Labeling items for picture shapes
———

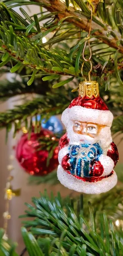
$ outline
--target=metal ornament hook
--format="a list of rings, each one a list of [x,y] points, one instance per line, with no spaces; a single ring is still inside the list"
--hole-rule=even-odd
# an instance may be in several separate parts
[[[90,63],[90,71],[89,71],[89,81],[90,82],[91,81],[90,73],[91,73],[91,72],[92,71],[92,62],[91,61],[91,60],[89,60],[88,61],[89,61],[89,62]],[[85,62],[85,61],[83,61],[83,63],[82,64],[82,66],[81,66],[81,75],[82,75],[82,77],[83,77],[83,78],[85,80],[85,81],[87,81],[87,79],[86,79],[86,78],[85,77],[84,77],[84,76],[83,75],[83,66],[84,66],[84,65]]]
[[[81,66],[81,74],[82,75],[82,77],[83,78],[84,78],[85,79],[85,81],[87,80],[87,79],[86,79],[86,78],[85,78],[84,77],[84,76],[83,75],[83,66],[84,66],[84,64],[85,64],[85,61],[86,61],[86,62],[89,61],[90,62],[90,66],[91,66],[90,69],[90,71],[89,71],[89,81],[91,81],[90,73],[91,73],[91,71],[92,71],[92,63],[90,60],[90,59],[91,59],[92,56],[92,52],[91,52],[91,47],[90,47],[90,32],[91,32],[91,24],[92,24],[92,8],[91,8],[91,9],[89,9],[89,10],[90,10],[90,12],[91,12],[91,19],[90,19],[90,27],[89,27],[89,34],[88,34],[88,36],[87,36],[87,39],[86,39],[86,41],[85,42],[84,46],[84,48],[83,48],[83,52],[82,52],[82,56],[83,56],[83,59],[84,60],[84,61],[83,62],[83,63],[82,63],[82,66]],[[89,50],[90,53],[90,57],[88,59],[86,59],[85,57],[84,53],[85,53],[85,47],[86,47],[86,44],[87,44],[87,41],[88,41],[88,44],[89,49]]]

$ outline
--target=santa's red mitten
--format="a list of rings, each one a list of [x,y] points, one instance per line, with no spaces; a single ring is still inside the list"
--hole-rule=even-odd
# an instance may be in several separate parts
[[[99,177],[103,174],[104,168],[100,161],[94,160],[91,163],[91,173],[94,177]]]
[[[61,166],[63,169],[66,171],[69,171],[70,169],[71,165],[69,161],[69,154],[67,154],[63,157],[62,159]]]

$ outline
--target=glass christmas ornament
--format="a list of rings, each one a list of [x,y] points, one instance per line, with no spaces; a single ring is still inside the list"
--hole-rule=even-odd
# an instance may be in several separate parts
[[[38,121],[40,120],[40,115],[38,115],[37,116]],[[33,119],[33,122],[34,125],[35,121],[35,118]],[[52,115],[46,122],[45,119],[42,120],[42,126],[43,128],[48,129],[54,133],[61,133],[63,130],[63,126],[60,120],[56,116]]]
[[[57,176],[65,186],[99,194],[116,185],[118,154],[111,136],[113,118],[99,97],[98,83],[81,82],[78,97],[62,115],[67,132],[60,141]]]
[[[48,166],[46,164],[48,151],[42,149],[37,150],[39,146],[38,139],[41,136],[49,137],[52,134],[48,130],[42,128],[39,133],[32,131],[29,140],[28,134],[26,133],[23,134],[19,141],[16,148],[16,158],[21,166],[31,175],[46,175],[57,166],[58,147],[55,148]]]

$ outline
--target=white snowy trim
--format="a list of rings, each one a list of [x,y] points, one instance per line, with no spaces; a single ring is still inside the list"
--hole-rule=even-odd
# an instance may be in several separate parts
[[[67,108],[63,112],[61,117],[62,122],[66,128],[70,119],[110,126],[113,119],[113,115],[109,110],[87,108],[80,106],[74,106],[71,108]]]
[[[63,148],[59,151],[58,155],[58,160],[60,164],[61,164],[61,161],[63,157],[69,153],[68,147],[69,146],[64,147],[64,148]]]
[[[99,160],[104,168],[104,172],[102,176],[108,175],[113,169],[114,166],[113,160],[109,156],[104,155],[101,155],[99,157]]]
[[[64,171],[61,165],[57,172],[58,180],[65,187],[78,192],[86,194],[100,194],[107,192],[116,185],[117,177],[116,173],[107,178],[95,182],[89,182],[78,180],[72,174]]]

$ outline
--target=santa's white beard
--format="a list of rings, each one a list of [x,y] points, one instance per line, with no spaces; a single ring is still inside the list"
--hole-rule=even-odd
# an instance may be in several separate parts
[[[99,140],[98,137],[93,138],[89,135],[79,134],[74,132],[73,130],[73,125],[70,126],[67,129],[67,137],[69,139],[70,144],[74,145],[79,145],[81,143],[94,144]]]

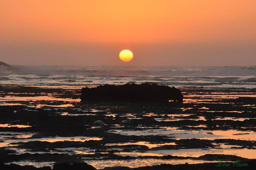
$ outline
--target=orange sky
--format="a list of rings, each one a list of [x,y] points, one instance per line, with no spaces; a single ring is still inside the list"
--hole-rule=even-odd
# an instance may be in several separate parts
[[[123,64],[116,55],[125,48],[134,52],[131,64],[134,65],[187,65],[191,62],[178,59],[195,57],[198,60],[193,65],[210,65],[210,60],[204,58],[220,55],[228,59],[226,65],[256,63],[252,57],[256,53],[255,0],[3,1],[0,60],[9,63],[38,64],[30,60],[36,55],[40,63],[50,64],[47,59],[55,55],[56,62],[63,59],[61,65],[81,65],[86,60],[89,65],[117,65]],[[31,46],[32,51],[29,50]],[[232,48],[238,47],[242,48],[241,56],[231,56]],[[75,56],[72,54],[74,49]],[[48,52],[39,55],[44,49]],[[203,56],[201,50],[207,56]],[[104,58],[99,56],[102,55]],[[145,55],[150,57],[147,61]],[[69,59],[71,56],[75,61]],[[90,60],[92,56],[98,57],[97,62]],[[232,57],[238,62],[229,64]],[[241,62],[239,58],[245,57],[253,60]],[[15,59],[21,57],[24,59]],[[156,63],[157,57],[163,62]],[[211,63],[219,65],[221,61]]]

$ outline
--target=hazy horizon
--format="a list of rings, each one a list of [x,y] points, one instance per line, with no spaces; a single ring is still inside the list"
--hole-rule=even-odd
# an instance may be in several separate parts
[[[256,65],[256,1],[6,1],[0,61],[51,65]],[[119,52],[134,58],[124,62]]]

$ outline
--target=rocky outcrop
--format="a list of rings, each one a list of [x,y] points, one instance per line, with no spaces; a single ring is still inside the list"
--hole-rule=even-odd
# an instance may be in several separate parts
[[[83,88],[81,98],[83,101],[183,101],[183,95],[179,90],[148,83],[117,86],[106,84],[96,87]]]
[[[2,62],[2,61],[0,61],[0,67],[3,67],[5,68],[14,67],[13,66],[6,64],[5,62]]]

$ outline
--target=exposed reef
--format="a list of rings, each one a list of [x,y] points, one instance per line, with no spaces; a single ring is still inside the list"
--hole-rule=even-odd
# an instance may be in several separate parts
[[[83,101],[183,101],[181,91],[175,87],[148,83],[117,86],[106,84],[84,88],[81,98]]]
[[[13,67],[13,66],[6,64],[5,62],[0,61],[0,67]]]

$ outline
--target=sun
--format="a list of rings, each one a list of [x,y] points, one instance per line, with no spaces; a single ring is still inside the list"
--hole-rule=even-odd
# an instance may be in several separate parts
[[[130,61],[133,57],[133,54],[132,52],[128,49],[124,49],[119,54],[119,58],[121,60],[125,62]]]

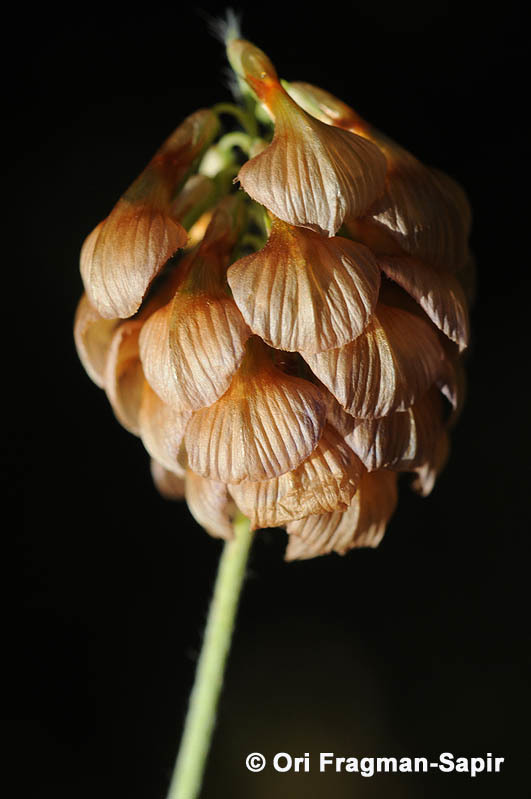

———

**WHAT THIS TASK INVOLVES**
Which lines of the data above contain the word "ornament"? Copy out each of those lines in full.

**EXERCISE RESPONSE**
--target=metal ornament hook
--target=glass christmas ornament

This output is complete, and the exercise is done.